→ **Questions to answer**
a: In the passage on the 15th African Union Summit, what theme did the summit have?
b: Summarize the passage on the 15th African Union Summit in two sentences.
c: Reproduce the part of the passage on the 15th African Union Summit starting with "Many international heavyweights" and going on through "shall see below.".

→ **Extract**
--- START ---
The 15th African Union (AU) Summit has just ended in Kampala with a theme, ‘Maternal, child health and development’. The high point of the summit was nonetheless not about maternal or child health but perhaps about two other issues – the recent Kampala twin bombings and the indictment of the Sudanese president by the international court of justice (ICC). The threat of the al Shabaab militants has lately spiraled beyond Somalia causing the Kampala tragedy of 11th July 2010, where about eighty soccer fans perished as they watched the World Cup finals.
Many international heavyweights from America and Europe turned up at the summit and expressed sympathy for the victims of the bombings as well as support for peacekeeping troops in Somalia. The United States and United Kingdom representatives said little, if anything, related to the theme of the summit. Their interest lay elsewhere: ‘fighting and defeating terrorism’ in Somalia. Interestingly, they all seemed unbothered about state inspired terrorism in Africa as we shall see below.
--- END ---
→ **Extracted information**
--- START ---
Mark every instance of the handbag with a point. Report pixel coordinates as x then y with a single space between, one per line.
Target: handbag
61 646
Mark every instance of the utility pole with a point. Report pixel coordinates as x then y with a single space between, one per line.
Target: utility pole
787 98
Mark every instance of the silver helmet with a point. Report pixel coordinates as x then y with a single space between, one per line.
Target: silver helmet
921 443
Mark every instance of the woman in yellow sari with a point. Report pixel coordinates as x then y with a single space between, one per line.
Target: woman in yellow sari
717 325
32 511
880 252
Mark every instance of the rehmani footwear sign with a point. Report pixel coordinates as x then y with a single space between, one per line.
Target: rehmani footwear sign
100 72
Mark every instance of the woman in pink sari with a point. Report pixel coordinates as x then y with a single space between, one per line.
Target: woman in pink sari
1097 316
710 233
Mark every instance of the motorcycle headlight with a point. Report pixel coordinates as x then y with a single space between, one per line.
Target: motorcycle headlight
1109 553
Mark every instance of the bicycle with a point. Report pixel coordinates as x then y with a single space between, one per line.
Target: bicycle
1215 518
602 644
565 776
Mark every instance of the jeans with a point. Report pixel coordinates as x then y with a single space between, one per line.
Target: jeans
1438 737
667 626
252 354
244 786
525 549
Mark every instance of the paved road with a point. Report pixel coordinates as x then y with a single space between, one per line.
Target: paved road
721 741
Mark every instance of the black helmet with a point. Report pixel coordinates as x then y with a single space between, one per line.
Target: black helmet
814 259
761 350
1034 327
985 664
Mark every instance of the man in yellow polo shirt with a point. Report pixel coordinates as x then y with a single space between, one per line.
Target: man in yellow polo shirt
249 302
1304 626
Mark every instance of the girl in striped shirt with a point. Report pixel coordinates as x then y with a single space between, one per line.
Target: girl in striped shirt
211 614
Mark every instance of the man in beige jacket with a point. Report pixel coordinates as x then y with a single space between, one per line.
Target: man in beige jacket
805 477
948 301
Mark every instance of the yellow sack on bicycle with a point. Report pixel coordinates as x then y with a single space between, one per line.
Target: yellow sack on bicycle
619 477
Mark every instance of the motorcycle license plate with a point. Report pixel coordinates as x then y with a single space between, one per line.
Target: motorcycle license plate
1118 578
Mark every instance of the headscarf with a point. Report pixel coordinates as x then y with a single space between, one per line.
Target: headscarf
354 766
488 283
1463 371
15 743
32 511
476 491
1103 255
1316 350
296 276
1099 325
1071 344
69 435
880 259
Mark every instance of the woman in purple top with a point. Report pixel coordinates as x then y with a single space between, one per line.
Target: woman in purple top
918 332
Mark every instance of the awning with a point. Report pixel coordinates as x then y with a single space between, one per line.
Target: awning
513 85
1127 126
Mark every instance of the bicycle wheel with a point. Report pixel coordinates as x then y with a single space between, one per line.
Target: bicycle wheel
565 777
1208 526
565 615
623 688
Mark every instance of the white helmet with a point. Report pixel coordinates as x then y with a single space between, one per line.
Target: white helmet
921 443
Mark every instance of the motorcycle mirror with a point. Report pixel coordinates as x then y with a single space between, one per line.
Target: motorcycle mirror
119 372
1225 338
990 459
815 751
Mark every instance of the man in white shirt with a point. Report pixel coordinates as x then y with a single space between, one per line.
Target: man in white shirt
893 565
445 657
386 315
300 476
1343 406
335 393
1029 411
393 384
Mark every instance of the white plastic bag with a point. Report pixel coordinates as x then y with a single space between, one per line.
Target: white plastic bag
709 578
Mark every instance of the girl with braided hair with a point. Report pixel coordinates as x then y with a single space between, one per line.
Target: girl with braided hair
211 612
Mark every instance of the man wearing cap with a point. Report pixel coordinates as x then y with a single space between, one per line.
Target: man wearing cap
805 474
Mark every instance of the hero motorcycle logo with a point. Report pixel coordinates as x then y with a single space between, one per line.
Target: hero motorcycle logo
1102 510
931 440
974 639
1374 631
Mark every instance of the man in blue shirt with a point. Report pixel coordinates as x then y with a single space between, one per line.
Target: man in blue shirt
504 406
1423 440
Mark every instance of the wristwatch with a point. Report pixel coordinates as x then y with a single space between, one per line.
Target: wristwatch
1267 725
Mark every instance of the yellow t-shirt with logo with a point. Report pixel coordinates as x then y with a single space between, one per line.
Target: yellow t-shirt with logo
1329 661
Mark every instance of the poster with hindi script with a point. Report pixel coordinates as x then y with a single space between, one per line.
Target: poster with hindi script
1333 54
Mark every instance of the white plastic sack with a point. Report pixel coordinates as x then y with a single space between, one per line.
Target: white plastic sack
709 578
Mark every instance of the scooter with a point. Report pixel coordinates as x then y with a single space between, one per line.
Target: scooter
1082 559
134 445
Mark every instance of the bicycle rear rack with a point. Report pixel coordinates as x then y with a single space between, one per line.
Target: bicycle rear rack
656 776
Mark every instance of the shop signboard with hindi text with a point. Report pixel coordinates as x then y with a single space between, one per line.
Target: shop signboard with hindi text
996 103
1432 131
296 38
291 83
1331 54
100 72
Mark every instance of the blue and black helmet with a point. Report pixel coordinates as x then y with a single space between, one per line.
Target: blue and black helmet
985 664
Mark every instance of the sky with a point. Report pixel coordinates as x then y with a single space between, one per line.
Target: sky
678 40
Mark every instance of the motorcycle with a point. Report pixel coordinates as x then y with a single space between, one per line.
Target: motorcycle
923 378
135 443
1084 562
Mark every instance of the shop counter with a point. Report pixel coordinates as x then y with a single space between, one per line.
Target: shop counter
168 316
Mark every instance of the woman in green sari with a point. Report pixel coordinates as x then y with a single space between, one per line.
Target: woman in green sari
--- END ---
→ **Problem solutions**
a: The theme was "Maternal, child health and development."

b: The 15th African Union Summit in Kampala had maternal and child health as its theme, but its high point was the recent Kampala twin bombings by al Shabaab militants and the ICC indictment of the Sudanese president. Representatives from the United States and United Kingdom said little about the theme and focused on fighting terrorism in Somalia, while seeming unbothered about state-inspired terrorism in Africa.

c:
Many international heavyweights from America and Europe turned up at the summit and expressed sympathy for the victims of the bombings as well as support for peacekeeping troops in Somalia. The United States and United Kingdom representatives said little, if anything, related to the theme of the summit. Their interest lay elsewhere: ‘fighting and defeating terrorism’ in Somalia. Interestingly, they all seemed unbothered about state inspired terrorism in Africa as we shall see below.